__WHAT IS REQUIRED__:
Give back exactly the lines that run from the line containing "If you could drop a marker on the raw" through the end of the listing below. Leave out every other line.

(Location labeling records)

--

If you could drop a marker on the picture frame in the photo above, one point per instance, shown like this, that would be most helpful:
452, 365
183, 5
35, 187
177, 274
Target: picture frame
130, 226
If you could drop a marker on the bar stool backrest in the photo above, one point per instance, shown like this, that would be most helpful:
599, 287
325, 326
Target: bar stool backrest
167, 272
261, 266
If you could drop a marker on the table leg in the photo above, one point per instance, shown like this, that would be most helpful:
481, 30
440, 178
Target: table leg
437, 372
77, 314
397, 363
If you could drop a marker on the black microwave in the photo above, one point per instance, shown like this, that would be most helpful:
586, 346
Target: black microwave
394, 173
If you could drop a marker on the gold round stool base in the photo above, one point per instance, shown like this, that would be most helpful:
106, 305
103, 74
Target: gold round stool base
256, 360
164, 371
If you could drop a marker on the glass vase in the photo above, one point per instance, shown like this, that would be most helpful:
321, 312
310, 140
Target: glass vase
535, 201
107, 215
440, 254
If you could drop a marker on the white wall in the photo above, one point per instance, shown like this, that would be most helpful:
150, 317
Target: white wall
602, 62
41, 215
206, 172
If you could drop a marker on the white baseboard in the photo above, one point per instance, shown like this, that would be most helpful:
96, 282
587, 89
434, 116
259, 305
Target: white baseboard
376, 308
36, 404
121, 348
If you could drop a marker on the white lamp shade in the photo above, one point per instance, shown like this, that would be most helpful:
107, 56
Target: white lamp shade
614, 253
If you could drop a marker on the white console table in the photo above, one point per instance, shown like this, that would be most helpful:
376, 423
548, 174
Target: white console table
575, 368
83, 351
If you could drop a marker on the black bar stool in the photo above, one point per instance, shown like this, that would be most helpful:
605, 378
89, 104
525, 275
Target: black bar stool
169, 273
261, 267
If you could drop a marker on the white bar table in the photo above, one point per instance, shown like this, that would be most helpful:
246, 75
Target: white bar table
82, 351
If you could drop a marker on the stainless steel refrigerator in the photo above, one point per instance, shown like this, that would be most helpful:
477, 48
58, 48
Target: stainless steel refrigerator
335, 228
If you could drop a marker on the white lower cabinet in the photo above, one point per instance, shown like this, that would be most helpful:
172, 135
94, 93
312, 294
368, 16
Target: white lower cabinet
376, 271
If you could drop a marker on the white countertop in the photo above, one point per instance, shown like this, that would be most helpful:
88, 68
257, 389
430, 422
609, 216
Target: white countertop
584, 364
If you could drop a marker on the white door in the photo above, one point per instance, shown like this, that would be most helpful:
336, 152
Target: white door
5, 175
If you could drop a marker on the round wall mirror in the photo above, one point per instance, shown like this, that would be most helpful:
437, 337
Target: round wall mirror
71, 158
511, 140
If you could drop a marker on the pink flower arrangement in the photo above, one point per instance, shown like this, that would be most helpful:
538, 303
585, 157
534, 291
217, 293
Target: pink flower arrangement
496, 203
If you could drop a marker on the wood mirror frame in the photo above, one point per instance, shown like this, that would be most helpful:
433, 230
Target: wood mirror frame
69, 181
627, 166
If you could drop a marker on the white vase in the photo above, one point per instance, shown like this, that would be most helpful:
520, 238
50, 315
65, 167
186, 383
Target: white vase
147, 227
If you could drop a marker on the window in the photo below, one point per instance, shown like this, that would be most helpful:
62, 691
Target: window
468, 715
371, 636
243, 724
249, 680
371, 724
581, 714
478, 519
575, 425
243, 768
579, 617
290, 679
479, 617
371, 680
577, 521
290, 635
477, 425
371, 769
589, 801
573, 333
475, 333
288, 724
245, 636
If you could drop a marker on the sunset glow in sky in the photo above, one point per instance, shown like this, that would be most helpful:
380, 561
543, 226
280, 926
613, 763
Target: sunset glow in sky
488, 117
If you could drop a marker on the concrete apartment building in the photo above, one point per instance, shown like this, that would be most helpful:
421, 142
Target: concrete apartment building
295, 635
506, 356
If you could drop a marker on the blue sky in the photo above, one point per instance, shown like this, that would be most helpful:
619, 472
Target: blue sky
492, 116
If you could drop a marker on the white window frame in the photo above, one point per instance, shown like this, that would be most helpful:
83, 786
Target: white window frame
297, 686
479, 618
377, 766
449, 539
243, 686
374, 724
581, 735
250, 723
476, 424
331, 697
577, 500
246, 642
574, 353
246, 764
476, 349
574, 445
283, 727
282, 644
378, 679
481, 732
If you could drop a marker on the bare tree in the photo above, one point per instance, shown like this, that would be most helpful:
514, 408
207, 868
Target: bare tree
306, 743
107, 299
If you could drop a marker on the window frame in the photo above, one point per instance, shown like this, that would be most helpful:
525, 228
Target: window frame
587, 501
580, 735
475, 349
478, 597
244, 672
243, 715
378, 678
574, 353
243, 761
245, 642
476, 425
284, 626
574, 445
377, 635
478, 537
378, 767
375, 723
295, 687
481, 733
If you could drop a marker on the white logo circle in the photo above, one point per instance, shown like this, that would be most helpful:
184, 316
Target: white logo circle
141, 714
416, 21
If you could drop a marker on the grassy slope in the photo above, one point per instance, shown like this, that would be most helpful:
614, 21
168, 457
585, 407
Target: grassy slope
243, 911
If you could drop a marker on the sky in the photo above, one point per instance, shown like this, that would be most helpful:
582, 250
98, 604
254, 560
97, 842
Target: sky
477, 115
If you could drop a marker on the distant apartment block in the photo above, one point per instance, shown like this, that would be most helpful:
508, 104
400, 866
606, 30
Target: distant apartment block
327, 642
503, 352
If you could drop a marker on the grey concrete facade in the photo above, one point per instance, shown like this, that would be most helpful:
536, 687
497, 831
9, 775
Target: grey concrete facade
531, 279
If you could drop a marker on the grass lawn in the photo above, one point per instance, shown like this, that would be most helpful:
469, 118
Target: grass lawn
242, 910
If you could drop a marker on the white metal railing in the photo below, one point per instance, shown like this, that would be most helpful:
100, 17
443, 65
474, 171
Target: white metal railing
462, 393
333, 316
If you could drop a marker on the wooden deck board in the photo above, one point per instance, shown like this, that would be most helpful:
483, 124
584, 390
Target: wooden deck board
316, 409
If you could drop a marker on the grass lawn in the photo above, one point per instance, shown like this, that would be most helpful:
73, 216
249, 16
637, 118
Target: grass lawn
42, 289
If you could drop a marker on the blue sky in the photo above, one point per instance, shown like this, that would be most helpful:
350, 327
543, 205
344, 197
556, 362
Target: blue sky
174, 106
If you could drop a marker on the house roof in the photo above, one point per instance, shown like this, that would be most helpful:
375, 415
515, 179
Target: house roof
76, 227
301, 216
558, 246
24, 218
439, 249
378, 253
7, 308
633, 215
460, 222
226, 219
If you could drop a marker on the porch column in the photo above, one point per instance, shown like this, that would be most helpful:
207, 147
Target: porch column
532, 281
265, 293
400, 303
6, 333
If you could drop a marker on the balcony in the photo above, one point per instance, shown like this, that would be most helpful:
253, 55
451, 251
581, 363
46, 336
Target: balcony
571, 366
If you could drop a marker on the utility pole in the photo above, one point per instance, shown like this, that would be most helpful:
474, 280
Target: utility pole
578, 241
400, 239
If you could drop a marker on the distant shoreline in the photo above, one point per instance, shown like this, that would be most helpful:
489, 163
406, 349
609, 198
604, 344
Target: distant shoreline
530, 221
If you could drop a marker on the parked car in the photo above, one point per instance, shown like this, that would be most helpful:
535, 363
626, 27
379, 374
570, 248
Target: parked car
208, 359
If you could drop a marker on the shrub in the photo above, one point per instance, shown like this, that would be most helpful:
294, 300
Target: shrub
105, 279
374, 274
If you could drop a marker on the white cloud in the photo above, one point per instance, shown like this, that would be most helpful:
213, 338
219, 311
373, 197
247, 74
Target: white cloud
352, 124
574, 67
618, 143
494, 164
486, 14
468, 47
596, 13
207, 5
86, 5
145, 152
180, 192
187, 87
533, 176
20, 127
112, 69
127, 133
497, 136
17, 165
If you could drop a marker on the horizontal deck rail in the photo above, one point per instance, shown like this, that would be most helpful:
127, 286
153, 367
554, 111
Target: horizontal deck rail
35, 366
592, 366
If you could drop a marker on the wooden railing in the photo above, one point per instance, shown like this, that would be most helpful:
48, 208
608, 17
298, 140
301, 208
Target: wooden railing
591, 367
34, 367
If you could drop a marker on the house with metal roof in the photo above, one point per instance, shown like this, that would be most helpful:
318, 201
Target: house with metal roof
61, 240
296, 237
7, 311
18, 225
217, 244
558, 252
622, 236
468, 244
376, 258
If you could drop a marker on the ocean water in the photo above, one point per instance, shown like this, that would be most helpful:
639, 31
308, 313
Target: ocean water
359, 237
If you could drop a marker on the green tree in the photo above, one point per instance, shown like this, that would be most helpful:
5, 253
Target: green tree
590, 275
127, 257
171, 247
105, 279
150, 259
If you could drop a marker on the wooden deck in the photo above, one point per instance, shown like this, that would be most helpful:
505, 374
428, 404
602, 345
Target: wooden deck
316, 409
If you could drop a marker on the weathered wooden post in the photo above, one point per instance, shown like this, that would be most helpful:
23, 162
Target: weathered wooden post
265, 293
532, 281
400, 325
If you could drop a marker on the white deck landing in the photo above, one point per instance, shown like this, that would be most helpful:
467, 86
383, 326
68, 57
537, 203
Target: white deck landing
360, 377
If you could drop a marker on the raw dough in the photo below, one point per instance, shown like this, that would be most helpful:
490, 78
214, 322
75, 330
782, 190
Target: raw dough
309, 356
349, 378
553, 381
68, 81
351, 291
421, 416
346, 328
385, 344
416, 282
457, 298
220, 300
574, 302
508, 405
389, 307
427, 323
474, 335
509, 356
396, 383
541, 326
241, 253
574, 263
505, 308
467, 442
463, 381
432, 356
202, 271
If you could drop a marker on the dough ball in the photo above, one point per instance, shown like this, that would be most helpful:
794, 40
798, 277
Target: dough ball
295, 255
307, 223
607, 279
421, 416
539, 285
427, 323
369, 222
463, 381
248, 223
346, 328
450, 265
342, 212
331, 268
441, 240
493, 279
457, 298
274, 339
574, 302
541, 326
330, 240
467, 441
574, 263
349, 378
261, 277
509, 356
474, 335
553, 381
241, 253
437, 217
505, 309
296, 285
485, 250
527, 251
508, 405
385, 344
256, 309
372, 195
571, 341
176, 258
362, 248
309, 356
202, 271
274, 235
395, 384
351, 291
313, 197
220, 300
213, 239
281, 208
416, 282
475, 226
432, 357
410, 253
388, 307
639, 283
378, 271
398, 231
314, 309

--

__COMPLETE OUTPUT__:
If you could drop a marker on the raw dough in the photo below, one point per instance, shown like this, that would be most helpful:
490, 78
214, 322
75, 330
782, 190
Target: raw dough
309, 356
349, 378
553, 381
68, 81
351, 291
421, 416
346, 328
385, 344
416, 282
457, 298
220, 300
574, 302
508, 405
389, 307
427, 323
474, 335
509, 356
396, 383
541, 326
241, 253
574, 263
505, 308
467, 442
463, 381
432, 356
202, 271
If you could drop a marker on the dough ball in the photo above, one point per instance, shown like this, that would be most helpful:
794, 40
798, 277
Target: dough ball
295, 255
307, 223
607, 279
421, 416
539, 285
427, 323
369, 222
463, 381
248, 223
346, 328
450, 265
342, 212
331, 268
441, 240
493, 279
457, 298
274, 339
574, 302
541, 326
330, 240
467, 441
574, 263
349, 378
261, 277
509, 356
474, 335
553, 381
241, 253
437, 217
505, 309
296, 285
485, 250
527, 251
508, 405
385, 344
256, 309
372, 195
571, 341
176, 258
362, 248
309, 356
202, 271
274, 235
395, 384
351, 291
313, 197
220, 300
213, 239
281, 208
416, 282
475, 226
432, 357
410, 253
388, 307
639, 283
378, 271
398, 231
314, 309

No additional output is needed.